Can you rewrite all the entries below, changing every "one pin per instance" to "one marker per occurrence" and leaving everything else as it is?

▼▼▼

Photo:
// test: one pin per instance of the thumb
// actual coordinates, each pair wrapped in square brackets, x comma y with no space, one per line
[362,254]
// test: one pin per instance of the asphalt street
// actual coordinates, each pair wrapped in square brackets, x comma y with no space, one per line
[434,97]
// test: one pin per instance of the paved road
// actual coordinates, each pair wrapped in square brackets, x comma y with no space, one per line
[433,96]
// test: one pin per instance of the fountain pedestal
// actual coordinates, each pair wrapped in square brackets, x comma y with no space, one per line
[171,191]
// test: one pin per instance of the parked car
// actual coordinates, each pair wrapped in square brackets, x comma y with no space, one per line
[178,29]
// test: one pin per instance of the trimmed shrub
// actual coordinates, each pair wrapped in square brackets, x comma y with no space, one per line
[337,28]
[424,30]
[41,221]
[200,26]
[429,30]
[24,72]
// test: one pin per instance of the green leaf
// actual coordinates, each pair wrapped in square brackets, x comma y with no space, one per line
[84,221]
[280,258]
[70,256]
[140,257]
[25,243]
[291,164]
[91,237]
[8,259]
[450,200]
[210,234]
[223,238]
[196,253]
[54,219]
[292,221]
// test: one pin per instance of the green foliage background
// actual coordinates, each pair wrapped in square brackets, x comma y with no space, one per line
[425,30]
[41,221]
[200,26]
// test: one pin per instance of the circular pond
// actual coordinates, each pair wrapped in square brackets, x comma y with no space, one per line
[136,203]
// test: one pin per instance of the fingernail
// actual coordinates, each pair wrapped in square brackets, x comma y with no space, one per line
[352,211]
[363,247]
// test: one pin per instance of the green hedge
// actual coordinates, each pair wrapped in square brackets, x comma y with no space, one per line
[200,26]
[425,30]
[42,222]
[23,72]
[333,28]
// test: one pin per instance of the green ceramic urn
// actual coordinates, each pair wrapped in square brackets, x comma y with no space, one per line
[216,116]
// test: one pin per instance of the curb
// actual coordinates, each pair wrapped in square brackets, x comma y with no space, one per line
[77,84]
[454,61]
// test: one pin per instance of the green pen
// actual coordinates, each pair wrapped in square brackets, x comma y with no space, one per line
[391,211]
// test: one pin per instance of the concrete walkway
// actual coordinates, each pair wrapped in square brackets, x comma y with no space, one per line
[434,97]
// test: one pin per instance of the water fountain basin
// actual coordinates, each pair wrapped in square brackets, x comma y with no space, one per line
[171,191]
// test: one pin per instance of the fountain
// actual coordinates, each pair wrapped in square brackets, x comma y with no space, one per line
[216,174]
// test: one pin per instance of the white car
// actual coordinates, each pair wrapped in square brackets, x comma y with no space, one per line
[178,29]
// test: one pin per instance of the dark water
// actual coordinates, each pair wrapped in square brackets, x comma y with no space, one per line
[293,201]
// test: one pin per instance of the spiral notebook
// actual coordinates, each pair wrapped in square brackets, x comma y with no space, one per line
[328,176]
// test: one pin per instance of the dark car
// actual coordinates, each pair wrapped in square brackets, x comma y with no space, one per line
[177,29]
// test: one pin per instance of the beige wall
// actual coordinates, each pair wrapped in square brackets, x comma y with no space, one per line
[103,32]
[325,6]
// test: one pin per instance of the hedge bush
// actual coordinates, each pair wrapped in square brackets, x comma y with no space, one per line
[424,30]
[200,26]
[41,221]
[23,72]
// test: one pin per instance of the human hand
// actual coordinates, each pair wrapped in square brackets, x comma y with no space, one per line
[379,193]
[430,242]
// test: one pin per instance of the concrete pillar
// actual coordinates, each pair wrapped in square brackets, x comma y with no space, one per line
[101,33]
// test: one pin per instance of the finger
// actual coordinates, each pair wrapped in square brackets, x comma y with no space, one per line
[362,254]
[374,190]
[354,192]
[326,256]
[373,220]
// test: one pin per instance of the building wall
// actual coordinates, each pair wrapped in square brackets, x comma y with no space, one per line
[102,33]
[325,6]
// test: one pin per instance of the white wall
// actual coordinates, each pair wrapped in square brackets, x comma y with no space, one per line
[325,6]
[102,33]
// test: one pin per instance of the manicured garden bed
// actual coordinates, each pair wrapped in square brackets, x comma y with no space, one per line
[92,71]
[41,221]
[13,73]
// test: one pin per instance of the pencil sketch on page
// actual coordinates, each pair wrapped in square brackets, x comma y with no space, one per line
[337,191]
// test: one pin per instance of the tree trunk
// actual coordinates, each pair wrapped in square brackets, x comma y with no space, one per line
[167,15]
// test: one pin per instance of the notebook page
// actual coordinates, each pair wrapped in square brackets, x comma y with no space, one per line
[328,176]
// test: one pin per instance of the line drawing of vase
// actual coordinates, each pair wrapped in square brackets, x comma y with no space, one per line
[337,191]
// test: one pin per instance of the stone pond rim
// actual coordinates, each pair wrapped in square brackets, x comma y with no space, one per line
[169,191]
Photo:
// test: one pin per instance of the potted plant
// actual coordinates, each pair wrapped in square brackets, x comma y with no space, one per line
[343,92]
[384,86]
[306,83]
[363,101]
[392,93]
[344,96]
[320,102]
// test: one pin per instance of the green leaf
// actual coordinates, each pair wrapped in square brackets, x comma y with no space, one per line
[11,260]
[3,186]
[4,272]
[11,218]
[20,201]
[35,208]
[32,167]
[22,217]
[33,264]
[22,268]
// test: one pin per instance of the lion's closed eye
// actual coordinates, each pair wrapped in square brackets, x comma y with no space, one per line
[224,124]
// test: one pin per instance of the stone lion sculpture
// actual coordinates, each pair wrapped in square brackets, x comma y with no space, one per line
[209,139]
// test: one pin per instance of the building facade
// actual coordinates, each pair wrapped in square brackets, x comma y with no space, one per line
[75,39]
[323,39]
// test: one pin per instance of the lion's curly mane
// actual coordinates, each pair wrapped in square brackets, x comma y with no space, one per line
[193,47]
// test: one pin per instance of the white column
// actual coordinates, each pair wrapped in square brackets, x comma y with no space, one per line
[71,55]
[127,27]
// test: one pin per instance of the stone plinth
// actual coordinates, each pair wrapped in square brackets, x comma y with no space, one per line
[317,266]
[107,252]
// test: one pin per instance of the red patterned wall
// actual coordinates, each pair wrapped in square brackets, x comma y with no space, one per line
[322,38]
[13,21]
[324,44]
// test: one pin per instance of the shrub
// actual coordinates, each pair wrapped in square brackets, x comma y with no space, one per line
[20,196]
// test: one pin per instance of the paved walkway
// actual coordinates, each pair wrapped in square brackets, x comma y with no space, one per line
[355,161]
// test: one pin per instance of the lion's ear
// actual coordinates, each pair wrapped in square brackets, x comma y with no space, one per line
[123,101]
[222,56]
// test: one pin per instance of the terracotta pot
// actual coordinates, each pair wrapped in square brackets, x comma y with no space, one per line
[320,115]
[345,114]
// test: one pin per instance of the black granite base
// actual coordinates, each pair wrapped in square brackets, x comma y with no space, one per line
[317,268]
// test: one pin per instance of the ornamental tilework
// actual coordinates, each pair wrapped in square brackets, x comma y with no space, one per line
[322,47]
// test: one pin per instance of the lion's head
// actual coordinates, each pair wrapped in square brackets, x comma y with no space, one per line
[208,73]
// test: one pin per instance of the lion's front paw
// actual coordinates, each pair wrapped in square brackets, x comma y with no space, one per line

▲▲▲

**TASK RESPONSE**
Photo:
// test: one marker per occurrence of the thumb
// actual coordinates, each pair wrapped in square brackets, x comma y with no space, one per line
[362,254]
// test: one marker per occurrence of the asphalt street
// actual coordinates, each pair wrapped in square brackets, x comma y with no space, one per line
[434,97]
// test: one marker per occurrence of the paved road
// actual coordinates, each pair wrapped in square brackets, x comma y with no space, one per line
[433,96]
// test: one marker per occurrence of the fountain pedestal
// actual coordinates, each pair wrapped in square brackets, x comma y with no space, one per line
[171,191]
// test: one marker per occurrence of the parked car
// actual coordinates, each pair wrapped in square brackets, x comma y with no space, one per line
[178,29]
// test: one marker per occurrence of the trimmed shrub
// actual coordinates, each pair wrapped in square brackets, x comma y with no space, one per line
[337,28]
[424,30]
[41,221]
[200,26]
[429,30]
[24,72]
// test: one marker per occurrence of the green leaf
// actual coordinates, each pair wrapped in square brackets, x comma y with no space, one per line
[84,221]
[280,258]
[70,256]
[140,257]
[25,243]
[291,164]
[91,237]
[8,259]
[450,200]
[210,234]
[223,238]
[196,253]
[54,219]
[292,221]
// test: one marker per occurrence of the green foliage background
// actual coordinates, each pair wrapped in square brackets, x comma y with no space, one per line
[425,30]
[41,221]
[200,26]
// test: one marker per occurrence of the circular pond
// actual coordinates, each pair wrapped in square brackets, x comma y with no space, one per line
[136,203]
// test: one marker per occurrence of the fingernail
// actual coordinates, each pair wrapped in square brackets, x comma y with no space, one per line
[352,211]
[363,247]
// test: one marker per occurrence of the green hedge
// actual coordinates, each pair wrapped in square brackets, x comma y with no space, one per line
[200,26]
[425,30]
[42,222]
[23,72]
[333,28]
// test: one marker per occurrence of the green ceramic urn
// actual coordinates, each pair wrapped in square brackets, x comma y with no space, one per line
[216,116]
// test: one marker per occurrence of the curb
// actual coordinates, each pair wrapped in square brackets, x comma y with no space, one per line
[77,84]
[454,61]
// test: one marker per occurrence of the green pen
// actual coordinates, each pair wrapped in square brackets, x comma y with no space, one per line
[391,211]
// test: one marker per occurrence of the concrete walkway
// actual coordinates, each pair wrapped in square brackets, x comma y with no space, one per line
[434,97]
// test: one marker per occurrence of the water fountain basin
// actual coordinates, each pair wrapped in square brackets, x comma y with no space, one per line
[171,191]
// test: one marker per occurrence of the fountain
// actual coordinates, each pair wrapped in square brackets, x comma y with no space, one per line
[216,174]
// test: one marker per occurrence of the white car
// actual coordinates, each pair wrapped in square brackets, x comma y with no space, one per line
[178,29]
// test: one marker per occurrence of the dark water
// actual coordinates, each pair wrapped in square brackets, x comma y with no space, one per line
[293,201]
// test: one marker per occurrence of the spiral notebook
// actual coordinates, each pair wrapped in square brackets, x comma y with no space, one per line
[328,176]
// test: one marker per occurrence of the dark car
// actual coordinates, each pair wrapped in square brackets, x comma y with no space, one per line
[177,29]
// test: one marker per occurrence of the beige wall
// actual coordinates, each pair wrapped in square brackets, x comma y with no space, one per line
[103,32]
[325,6]
// test: one marker per occurrence of the hedge bush
// actual coordinates, each pair wrapped in square brackets, x comma y with no space, one per line
[424,30]
[200,26]
[41,221]
[23,72]
// test: one marker per occurrence of the human hand
// actual coordinates, each pair wrapped in square brackets, x comma y with no space, one per line
[379,193]
[430,242]
// test: one marker per occurrence of the concrete pillar
// actual coordinates, each pair wrapped in square brackets, x comma y with no space, one per line
[101,33]
// test: one marker per occurrence of the finger
// actual coordinates, each pair wrapped in square brackets, x comma y with no space, one per line
[362,254]
[374,190]
[354,192]
[326,256]
[373,220]
// test: one marker per occurrence of the building wall
// actual coordinates, each pair wrapped in square brackets, x comma y with no space, one per line
[102,33]
[325,6]
// test: one marker per occurrence of the white wall
// actual coordinates, each pair wrapped in square brackets, x comma y with no space, one per line
[325,6]
[102,33]
// test: one marker per occurrence of the manicured garden bed
// actual coordinates, each pair wrapped in square brackets, x comma y with no space, one per line
[92,71]
[41,221]
[13,73]
// test: one marker per occurrence of the pencil sketch on page
// actual coordinates, each pair wrapped in square brackets, x comma y with no space, one per line
[337,191]
// test: one marker per occurrence of the tree trunk
// actual coordinates, each pair wrapped in square brackets, x comma y with no space, one per line
[167,15]
// test: one marker per occurrence of the notebook page
// actual coordinates, each pair wrapped in square brackets, x comma y with no space, one per line
[328,176]
// test: one marker per occurrence of the line drawing of vase
// actual coordinates, each pair wrapped in square brackets, x comma y with no space, one per line
[337,191]
// test: one marker per occurrence of the stone pond rim
// actual coordinates, each pair wrapped in square brackets, x comma y with no space, one per line
[169,191]
Photo:
// test: one marker per occurrence of the potted plant
// actual coordinates, each pair wrapped in square brackets, x comma y with no space, one per line
[343,92]
[384,86]
[306,83]
[363,101]
[392,93]
[344,96]
[320,102]
// test: one marker per occurrence of the green leaf
// actual coordinates, each pair wrapped in square brackets, x comma y with no space, one per line
[11,260]
[3,186]
[4,272]
[11,218]
[20,201]
[35,208]
[32,167]
[22,217]
[33,264]
[22,268]
// test: one marker per occurrence of the lion's closed eye
// actual coordinates, each pair wrapped in square brackets, x comma y with no space, one per line
[224,124]
// test: one marker per occurrence of the stone lion sculpture
// actual coordinates, each pair wrapped in square brackets, x comma y with no space, one per line
[209,139]
// test: one marker per occurrence of the building facade
// actual coordinates, each pair wrapped in square brackets, x comma y with no space, one per line
[75,39]
[323,39]
// test: one marker per occurrence of the lion's curly mane
// actual coordinates, each pair wrapped in square brackets, x comma y with no space, one per line
[193,47]
// test: one marker per occurrence of the white column
// actual coordinates, each pair wrapped in square brackets, x comma y with no space, one per line
[71,55]
[127,27]
// test: one marker per occurrence of the stone plinth
// actual coordinates, each pair wrapped in square brackets, x comma y with no space, one per line
[317,266]
[107,252]
// test: one marker per occurrence of the red patterned wall
// actual coordinates, each pair wrapped in square brackets, x comma y with no space, one per line
[322,38]
[13,21]
[324,44]
// test: one marker per occurrence of the shrub
// actual coordinates, each pair wrapped in square brackets, x comma y with no space, one per line
[20,196]
// test: one marker per occurrence of the paved walkway
// actual coordinates, each pair wrapped in square brackets, x comma y with no space, one per line
[355,161]
// test: one marker per occurrence of the lion's ear
// actual coordinates, each pair wrapped in square brackets, x comma y with no space, one per line
[123,101]
[222,56]
// test: one marker per occurrence of the terracotta pot
// actual coordinates, each pair wrapped in square brackets, x comma y with no space, one per line
[320,115]
[345,114]
// test: one marker per occurrence of the black granite base
// actual coordinates, each pair wrapped in square brackets, x comma y with no space, one per line
[317,268]
// test: one marker per occurrence of the ornamental tilework
// actual coordinates, each pair wrapped in square brackets, x comma y with no space, one per line
[322,47]
// test: one marker per occurrence of the lion's head
// actual coordinates, each pair wrapped in square brackets, x comma y with no space, one per line
[208,73]
// test: one marker per occurrence of the lion's front paw
// actual coordinates, each pair wrapped in square brackets, x comma y with no space, one per line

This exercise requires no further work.